Image items on named regions

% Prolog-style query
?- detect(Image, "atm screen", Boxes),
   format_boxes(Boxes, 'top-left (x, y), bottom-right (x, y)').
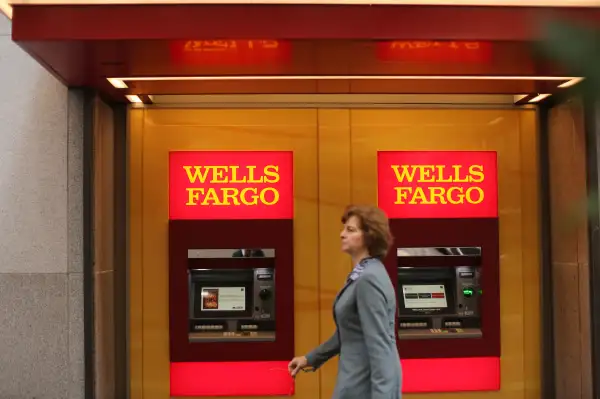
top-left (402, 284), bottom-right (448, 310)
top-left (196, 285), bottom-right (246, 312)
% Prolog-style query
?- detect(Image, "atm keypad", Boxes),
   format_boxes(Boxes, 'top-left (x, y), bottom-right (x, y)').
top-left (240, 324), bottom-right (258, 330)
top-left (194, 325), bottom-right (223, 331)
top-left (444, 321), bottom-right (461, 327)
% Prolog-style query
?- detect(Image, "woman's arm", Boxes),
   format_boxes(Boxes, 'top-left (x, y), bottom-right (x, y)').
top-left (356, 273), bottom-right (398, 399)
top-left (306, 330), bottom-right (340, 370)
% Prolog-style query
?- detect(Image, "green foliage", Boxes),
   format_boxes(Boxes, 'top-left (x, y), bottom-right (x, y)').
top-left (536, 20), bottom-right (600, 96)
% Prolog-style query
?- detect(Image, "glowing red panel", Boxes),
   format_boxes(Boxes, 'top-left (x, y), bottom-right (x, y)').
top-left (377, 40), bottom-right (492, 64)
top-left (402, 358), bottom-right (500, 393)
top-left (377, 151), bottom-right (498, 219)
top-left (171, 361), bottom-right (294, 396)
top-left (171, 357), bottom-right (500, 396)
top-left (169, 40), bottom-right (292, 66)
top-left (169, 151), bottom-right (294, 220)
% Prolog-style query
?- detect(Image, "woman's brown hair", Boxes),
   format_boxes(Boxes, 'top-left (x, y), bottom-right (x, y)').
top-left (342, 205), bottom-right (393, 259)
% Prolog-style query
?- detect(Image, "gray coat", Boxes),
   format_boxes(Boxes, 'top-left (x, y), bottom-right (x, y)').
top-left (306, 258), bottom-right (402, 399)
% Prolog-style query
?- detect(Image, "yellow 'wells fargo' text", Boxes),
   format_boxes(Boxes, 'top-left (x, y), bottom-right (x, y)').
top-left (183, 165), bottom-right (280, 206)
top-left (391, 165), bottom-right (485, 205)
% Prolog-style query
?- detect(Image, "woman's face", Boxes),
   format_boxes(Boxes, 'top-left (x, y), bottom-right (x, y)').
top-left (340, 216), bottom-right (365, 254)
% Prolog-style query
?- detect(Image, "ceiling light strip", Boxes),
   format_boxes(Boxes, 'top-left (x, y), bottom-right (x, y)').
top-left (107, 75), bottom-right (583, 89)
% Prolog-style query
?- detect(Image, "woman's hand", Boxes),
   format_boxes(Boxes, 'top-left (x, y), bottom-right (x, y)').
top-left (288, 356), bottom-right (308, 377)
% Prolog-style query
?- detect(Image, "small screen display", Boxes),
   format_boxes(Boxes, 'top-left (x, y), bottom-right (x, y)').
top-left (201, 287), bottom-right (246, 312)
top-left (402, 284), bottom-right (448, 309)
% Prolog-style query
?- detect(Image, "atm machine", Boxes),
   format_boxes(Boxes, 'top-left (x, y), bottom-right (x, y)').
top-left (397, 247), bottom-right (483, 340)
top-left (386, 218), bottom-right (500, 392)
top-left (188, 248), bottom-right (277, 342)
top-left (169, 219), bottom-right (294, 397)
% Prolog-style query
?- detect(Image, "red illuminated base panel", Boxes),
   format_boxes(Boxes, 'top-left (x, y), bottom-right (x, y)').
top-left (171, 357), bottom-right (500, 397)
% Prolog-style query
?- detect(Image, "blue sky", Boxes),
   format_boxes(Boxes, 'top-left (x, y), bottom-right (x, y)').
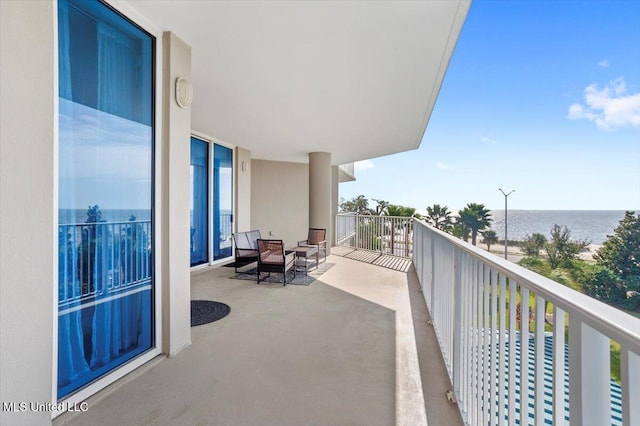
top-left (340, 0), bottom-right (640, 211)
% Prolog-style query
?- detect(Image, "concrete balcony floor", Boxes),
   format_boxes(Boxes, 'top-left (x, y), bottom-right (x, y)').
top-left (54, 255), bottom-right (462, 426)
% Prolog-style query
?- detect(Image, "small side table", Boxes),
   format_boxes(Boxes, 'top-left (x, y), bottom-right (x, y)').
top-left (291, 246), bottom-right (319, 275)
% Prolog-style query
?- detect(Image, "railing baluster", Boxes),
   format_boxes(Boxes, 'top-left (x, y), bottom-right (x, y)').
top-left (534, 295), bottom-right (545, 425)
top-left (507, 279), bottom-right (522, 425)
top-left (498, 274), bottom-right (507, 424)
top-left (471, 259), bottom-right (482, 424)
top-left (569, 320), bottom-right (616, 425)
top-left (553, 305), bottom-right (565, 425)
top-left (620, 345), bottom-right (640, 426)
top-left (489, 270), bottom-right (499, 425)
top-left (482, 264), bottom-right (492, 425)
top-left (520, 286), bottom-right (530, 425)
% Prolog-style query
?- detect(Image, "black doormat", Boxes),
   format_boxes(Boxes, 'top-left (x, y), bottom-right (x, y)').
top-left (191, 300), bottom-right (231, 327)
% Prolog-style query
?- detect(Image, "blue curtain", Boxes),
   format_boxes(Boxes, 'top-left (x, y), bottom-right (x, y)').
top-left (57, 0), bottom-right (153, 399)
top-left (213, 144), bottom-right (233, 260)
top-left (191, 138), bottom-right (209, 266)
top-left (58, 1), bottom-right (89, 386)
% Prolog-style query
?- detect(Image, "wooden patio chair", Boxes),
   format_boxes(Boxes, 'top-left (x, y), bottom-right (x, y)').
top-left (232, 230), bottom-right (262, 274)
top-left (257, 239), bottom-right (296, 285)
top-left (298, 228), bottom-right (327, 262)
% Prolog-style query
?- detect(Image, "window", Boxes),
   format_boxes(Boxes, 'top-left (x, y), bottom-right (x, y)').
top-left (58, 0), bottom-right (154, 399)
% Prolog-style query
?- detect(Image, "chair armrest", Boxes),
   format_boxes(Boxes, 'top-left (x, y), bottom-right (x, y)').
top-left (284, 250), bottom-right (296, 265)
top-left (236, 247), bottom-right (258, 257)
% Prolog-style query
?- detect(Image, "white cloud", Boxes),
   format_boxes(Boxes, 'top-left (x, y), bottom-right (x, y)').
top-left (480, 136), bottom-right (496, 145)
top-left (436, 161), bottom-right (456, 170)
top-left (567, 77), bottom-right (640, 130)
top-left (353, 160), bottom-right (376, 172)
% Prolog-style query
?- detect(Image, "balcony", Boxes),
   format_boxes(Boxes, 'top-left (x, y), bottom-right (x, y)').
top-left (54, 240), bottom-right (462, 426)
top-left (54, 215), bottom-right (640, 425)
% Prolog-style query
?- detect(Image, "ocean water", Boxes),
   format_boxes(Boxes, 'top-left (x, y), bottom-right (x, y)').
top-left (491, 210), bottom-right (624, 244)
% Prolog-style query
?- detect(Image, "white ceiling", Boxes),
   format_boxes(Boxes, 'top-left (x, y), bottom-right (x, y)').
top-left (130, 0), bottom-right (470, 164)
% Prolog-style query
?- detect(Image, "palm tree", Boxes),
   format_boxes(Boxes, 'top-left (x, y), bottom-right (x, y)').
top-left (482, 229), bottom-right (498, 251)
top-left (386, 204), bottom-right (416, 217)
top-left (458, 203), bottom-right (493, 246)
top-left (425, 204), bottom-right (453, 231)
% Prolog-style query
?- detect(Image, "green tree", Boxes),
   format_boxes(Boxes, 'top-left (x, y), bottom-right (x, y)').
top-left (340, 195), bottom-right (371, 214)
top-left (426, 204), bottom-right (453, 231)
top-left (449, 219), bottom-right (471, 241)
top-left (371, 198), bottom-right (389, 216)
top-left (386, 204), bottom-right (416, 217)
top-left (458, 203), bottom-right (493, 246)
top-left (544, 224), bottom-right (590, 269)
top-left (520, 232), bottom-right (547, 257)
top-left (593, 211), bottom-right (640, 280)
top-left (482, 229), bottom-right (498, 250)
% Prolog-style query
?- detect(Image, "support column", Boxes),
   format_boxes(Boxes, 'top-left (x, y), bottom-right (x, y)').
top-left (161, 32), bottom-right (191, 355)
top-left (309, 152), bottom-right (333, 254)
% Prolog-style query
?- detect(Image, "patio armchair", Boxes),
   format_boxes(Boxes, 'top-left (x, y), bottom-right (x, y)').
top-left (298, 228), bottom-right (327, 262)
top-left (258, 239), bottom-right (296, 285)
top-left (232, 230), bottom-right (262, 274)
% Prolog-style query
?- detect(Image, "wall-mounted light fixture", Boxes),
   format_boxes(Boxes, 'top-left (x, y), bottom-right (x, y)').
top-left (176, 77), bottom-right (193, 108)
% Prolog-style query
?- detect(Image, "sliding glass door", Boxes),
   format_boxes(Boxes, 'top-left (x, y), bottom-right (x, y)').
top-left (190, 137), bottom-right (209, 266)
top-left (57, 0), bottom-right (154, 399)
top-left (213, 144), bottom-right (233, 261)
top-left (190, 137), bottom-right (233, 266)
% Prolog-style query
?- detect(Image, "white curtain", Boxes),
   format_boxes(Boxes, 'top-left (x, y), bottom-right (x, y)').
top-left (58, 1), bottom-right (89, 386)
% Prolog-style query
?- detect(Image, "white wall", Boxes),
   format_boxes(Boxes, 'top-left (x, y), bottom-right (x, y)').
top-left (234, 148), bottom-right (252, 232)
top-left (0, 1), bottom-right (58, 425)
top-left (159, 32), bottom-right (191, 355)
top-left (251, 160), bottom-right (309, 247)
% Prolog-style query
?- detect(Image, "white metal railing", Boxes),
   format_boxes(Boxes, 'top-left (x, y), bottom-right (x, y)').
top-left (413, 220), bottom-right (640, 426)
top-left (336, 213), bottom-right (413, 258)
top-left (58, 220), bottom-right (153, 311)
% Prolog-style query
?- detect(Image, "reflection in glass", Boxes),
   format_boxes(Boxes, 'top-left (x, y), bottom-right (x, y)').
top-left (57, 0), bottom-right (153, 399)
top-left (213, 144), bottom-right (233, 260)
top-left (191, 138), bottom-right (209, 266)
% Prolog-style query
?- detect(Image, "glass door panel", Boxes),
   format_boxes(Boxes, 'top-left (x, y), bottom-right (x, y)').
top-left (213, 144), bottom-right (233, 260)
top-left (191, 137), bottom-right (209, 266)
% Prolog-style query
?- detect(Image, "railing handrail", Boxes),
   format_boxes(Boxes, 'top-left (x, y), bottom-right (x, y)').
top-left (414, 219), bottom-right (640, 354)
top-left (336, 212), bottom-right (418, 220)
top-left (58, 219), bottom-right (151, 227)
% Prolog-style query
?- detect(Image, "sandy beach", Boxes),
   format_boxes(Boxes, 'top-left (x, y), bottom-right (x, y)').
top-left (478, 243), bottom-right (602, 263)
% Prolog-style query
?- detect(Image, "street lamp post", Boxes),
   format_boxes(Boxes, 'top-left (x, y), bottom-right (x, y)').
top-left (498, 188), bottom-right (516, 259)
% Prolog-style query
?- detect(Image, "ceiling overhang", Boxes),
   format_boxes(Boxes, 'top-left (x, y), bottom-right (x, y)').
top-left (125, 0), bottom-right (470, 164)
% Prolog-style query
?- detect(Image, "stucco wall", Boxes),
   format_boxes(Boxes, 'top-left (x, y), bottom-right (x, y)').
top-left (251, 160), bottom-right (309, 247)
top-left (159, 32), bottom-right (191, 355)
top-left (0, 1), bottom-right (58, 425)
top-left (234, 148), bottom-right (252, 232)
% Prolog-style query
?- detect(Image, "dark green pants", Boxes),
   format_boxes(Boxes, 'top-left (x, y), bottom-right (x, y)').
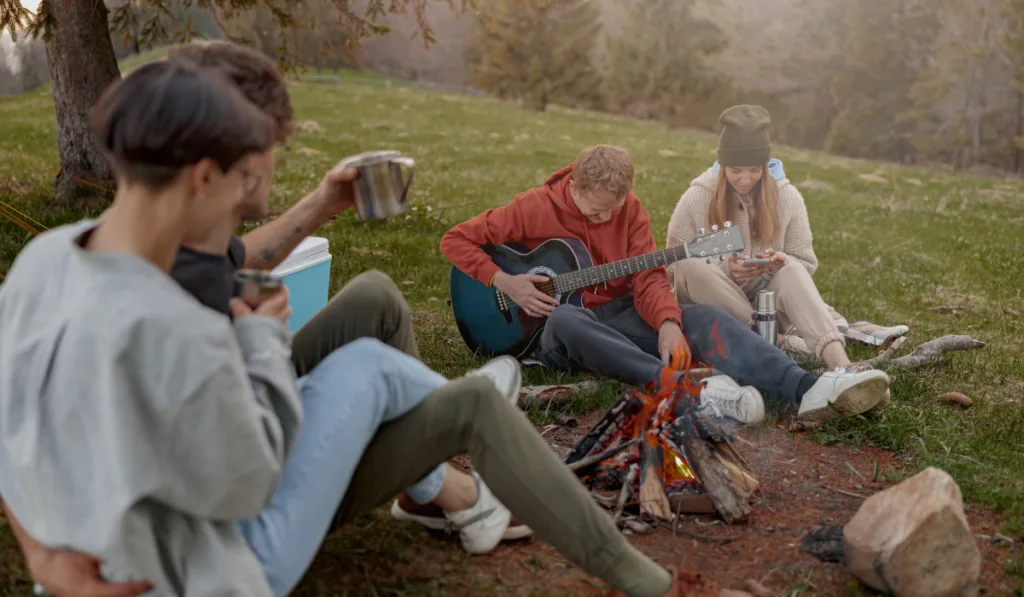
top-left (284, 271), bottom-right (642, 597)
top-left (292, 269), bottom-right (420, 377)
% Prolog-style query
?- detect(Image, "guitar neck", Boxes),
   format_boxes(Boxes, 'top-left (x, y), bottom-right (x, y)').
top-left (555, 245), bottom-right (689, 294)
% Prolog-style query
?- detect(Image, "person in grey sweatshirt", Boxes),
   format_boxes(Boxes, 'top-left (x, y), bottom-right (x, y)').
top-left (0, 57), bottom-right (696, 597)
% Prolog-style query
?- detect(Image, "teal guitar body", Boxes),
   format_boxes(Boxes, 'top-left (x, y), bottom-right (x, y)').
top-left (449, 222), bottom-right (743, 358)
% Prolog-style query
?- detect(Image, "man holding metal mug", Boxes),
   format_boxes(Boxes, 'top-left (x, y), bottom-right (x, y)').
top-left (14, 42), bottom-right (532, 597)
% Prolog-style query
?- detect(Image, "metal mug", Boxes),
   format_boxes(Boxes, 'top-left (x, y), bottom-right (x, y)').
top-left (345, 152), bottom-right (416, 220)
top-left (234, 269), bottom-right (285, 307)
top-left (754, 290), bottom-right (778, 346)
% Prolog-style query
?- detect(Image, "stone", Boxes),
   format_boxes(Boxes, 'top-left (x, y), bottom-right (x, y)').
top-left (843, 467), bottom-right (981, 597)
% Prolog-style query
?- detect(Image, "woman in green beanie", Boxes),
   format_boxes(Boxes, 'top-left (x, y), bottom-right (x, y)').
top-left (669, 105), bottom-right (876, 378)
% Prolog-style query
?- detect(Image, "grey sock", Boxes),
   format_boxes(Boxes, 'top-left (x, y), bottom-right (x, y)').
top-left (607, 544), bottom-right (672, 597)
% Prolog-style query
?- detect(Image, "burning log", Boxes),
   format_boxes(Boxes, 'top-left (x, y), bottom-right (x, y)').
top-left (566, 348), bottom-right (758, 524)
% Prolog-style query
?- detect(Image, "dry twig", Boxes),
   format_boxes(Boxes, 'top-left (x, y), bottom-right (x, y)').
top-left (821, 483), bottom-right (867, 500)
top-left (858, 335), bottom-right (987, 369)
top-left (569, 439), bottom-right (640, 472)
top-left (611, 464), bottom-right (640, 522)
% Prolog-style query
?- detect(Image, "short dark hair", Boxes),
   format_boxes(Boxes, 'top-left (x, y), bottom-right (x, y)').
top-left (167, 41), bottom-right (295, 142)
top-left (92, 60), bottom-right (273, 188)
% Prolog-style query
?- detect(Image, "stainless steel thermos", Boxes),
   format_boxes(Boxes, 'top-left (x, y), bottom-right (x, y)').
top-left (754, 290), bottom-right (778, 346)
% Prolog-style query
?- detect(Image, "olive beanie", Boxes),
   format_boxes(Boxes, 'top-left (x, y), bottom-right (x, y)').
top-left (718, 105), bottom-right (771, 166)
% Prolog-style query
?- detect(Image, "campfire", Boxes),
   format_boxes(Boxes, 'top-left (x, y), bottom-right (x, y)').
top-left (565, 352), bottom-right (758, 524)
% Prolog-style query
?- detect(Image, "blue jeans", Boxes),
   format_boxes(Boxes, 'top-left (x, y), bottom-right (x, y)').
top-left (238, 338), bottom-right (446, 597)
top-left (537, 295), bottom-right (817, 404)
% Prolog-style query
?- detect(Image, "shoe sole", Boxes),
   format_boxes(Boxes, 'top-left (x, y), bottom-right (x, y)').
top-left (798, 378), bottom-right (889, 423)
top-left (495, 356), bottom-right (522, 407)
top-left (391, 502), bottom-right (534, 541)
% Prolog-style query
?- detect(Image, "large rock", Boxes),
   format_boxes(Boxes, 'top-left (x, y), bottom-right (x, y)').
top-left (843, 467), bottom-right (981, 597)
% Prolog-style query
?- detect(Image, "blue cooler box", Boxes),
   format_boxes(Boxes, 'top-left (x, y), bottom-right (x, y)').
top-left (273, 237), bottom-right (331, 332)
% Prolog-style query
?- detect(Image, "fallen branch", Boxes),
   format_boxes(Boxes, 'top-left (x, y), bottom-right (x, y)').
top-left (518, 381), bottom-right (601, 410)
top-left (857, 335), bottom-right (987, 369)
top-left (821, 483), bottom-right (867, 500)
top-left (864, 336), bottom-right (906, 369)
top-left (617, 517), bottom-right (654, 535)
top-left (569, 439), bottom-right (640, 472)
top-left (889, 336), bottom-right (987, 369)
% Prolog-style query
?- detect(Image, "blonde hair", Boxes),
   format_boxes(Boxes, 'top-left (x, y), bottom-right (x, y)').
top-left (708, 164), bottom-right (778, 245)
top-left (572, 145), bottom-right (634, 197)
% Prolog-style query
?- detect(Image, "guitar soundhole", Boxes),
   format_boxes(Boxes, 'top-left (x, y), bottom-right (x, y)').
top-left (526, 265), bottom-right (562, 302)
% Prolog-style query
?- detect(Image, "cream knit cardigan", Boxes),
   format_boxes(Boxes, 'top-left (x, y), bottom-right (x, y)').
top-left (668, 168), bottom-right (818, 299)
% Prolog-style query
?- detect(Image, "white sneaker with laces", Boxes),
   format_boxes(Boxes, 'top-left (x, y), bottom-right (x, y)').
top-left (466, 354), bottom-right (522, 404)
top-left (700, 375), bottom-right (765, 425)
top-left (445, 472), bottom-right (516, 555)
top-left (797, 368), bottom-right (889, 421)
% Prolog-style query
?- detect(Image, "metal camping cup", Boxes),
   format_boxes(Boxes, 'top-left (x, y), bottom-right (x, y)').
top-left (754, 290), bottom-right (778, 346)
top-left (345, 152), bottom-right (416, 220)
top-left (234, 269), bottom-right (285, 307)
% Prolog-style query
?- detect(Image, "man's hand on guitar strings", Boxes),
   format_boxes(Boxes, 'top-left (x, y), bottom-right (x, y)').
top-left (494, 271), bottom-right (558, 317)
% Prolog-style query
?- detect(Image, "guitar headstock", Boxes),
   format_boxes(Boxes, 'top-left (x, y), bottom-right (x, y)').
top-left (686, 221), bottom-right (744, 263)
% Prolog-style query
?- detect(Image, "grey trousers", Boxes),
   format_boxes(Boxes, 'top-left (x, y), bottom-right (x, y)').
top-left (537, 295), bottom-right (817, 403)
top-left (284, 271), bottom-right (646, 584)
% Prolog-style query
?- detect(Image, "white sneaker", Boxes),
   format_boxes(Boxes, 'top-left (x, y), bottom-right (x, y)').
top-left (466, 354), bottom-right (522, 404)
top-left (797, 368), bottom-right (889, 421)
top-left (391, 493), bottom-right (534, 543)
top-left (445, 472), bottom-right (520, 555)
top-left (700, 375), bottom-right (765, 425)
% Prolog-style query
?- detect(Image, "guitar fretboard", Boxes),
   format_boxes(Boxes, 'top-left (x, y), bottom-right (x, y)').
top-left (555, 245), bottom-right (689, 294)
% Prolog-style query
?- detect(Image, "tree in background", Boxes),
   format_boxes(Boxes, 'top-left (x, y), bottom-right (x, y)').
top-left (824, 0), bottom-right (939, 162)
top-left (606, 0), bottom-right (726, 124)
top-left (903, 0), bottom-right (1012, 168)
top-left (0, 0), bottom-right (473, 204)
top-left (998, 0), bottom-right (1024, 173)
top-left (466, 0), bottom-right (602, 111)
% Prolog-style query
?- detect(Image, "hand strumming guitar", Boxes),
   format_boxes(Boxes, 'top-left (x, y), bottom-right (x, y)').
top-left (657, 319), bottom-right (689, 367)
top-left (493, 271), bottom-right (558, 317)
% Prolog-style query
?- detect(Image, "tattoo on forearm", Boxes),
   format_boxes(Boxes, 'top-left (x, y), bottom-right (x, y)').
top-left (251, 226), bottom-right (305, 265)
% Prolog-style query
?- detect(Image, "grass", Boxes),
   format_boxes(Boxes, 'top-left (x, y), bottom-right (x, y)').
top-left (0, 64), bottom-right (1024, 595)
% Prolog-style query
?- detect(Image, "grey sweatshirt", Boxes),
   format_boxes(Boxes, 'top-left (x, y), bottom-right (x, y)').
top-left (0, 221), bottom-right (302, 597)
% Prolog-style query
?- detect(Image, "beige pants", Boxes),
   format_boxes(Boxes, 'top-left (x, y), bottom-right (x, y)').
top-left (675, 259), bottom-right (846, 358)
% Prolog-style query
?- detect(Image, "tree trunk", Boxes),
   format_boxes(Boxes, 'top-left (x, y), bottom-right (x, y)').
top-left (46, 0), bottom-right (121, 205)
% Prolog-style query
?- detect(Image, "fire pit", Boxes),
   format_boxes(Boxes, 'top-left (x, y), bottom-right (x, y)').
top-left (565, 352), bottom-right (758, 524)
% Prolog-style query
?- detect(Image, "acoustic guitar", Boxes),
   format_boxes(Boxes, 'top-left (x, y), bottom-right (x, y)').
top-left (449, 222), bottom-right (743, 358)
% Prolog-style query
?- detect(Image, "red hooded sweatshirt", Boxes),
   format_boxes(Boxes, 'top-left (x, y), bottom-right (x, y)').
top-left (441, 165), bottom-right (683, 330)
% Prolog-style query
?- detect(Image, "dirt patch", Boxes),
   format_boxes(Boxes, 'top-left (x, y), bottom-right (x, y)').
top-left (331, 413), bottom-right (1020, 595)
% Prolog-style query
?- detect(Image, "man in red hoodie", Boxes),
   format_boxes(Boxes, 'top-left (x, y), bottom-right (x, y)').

AIM: Rewrite the items from the start through the line with "top-left (536, 20), bottom-right (600, 96)", putting "cash machine" in place of "atm" and keeping everything else the same. Leave the pictures out of your answer.

ANSWER TO THE PROBLEM:
% Prolog-style query
?- detect(Image, "cash machine screen", Boxes),
   format_boxes(Boxes, 'top-left (x, y), bottom-right (x, y)').
top-left (402, 284), bottom-right (448, 310)
top-left (196, 285), bottom-right (246, 312)
% Prolog-style query
?- detect(Image, "cash machine keypad", Boxes),
   format_boxes(Boxes, 'top-left (x, y), bottom-right (x, y)').
top-left (240, 324), bottom-right (258, 330)
top-left (194, 325), bottom-right (223, 331)
top-left (444, 321), bottom-right (461, 327)
% Prolog-style query
?- detect(Image, "woman's arm", Boxes),
   format_boxes(Boxes, 'top-left (x, y), bottom-right (x, y)').
top-left (356, 273), bottom-right (398, 399)
top-left (306, 330), bottom-right (340, 370)
% Prolog-style query
?- detect(Image, "green foliage", Boxes),
   format_boxes(Boxes, 'top-left (x, y), bottom-right (x, y)').
top-left (536, 20), bottom-right (600, 96)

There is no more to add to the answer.